### [The problem]
Please count the lines in the records below that contain the string "barber", treating uppercase and lowercase as different, and reply with only that number.

### [Listed entries]
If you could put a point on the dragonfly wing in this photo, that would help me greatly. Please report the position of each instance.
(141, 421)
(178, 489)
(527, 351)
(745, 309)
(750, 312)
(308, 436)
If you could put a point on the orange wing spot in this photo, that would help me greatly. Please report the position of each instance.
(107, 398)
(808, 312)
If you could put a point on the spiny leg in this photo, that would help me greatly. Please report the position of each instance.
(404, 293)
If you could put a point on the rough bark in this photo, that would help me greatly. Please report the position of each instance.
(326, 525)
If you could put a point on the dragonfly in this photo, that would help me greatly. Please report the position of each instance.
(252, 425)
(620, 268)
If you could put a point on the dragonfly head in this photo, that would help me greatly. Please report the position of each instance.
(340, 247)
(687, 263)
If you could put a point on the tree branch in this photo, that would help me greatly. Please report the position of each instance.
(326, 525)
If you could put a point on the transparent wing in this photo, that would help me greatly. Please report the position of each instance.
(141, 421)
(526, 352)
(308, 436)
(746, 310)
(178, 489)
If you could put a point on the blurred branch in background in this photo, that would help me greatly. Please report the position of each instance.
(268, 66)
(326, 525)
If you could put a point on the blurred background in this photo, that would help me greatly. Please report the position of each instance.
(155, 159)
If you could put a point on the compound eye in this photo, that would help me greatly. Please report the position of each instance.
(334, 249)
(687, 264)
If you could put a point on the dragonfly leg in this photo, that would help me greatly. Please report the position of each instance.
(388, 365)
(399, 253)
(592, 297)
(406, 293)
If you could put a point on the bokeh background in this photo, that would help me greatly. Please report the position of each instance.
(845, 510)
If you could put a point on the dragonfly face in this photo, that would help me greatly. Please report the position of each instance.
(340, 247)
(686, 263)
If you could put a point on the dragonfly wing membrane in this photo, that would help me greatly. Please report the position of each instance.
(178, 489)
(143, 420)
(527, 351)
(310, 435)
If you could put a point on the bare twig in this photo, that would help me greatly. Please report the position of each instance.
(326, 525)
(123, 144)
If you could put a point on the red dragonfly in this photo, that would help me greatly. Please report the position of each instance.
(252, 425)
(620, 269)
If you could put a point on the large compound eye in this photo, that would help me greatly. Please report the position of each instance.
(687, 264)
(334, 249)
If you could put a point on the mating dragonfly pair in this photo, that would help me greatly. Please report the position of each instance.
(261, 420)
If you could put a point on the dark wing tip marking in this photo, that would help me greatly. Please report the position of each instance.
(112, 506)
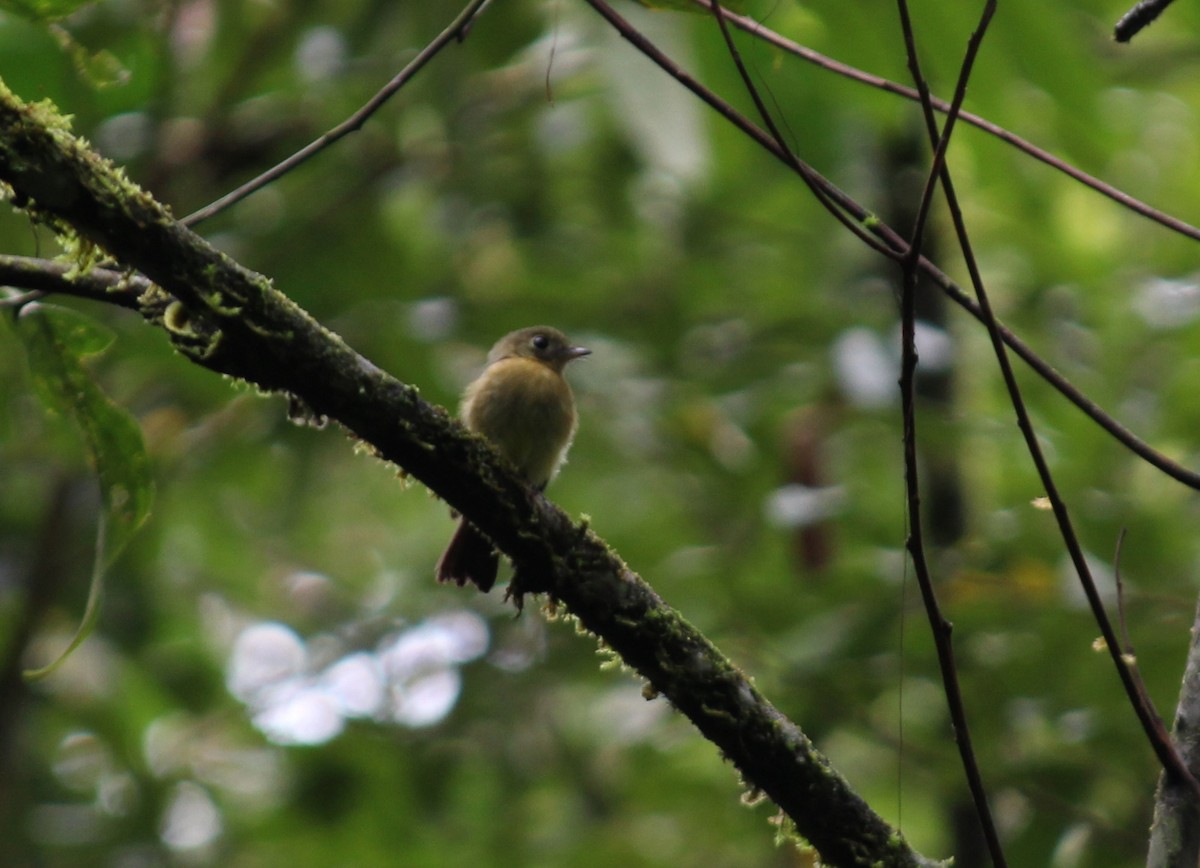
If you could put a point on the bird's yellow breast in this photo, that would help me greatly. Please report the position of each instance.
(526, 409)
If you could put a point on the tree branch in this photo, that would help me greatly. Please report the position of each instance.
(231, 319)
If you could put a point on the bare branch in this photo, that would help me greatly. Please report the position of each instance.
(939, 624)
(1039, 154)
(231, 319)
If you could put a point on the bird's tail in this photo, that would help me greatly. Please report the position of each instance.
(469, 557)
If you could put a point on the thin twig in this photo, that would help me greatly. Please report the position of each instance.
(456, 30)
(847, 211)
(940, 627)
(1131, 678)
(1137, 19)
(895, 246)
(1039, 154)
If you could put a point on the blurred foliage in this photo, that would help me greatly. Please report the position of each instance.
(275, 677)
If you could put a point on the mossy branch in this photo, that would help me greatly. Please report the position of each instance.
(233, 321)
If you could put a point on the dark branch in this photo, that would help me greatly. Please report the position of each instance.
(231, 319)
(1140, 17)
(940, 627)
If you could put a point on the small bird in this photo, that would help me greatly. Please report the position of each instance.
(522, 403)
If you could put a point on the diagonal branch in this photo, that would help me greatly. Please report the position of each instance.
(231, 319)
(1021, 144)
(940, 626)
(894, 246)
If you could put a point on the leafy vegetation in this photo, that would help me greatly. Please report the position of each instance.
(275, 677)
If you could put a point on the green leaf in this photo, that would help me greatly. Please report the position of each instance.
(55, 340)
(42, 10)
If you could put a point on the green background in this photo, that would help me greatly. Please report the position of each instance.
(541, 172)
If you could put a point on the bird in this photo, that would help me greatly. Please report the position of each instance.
...
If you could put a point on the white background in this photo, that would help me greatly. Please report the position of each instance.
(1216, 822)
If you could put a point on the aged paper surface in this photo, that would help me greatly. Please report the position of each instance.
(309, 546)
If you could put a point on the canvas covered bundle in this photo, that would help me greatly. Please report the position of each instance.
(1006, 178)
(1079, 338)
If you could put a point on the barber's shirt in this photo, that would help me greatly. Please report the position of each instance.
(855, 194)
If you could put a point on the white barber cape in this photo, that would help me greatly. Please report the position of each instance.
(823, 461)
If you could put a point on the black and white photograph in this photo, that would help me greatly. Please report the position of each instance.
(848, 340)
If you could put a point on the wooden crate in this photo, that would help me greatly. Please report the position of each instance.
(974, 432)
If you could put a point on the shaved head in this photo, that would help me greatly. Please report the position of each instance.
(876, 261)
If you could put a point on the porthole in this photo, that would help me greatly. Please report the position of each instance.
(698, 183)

### [The response]
2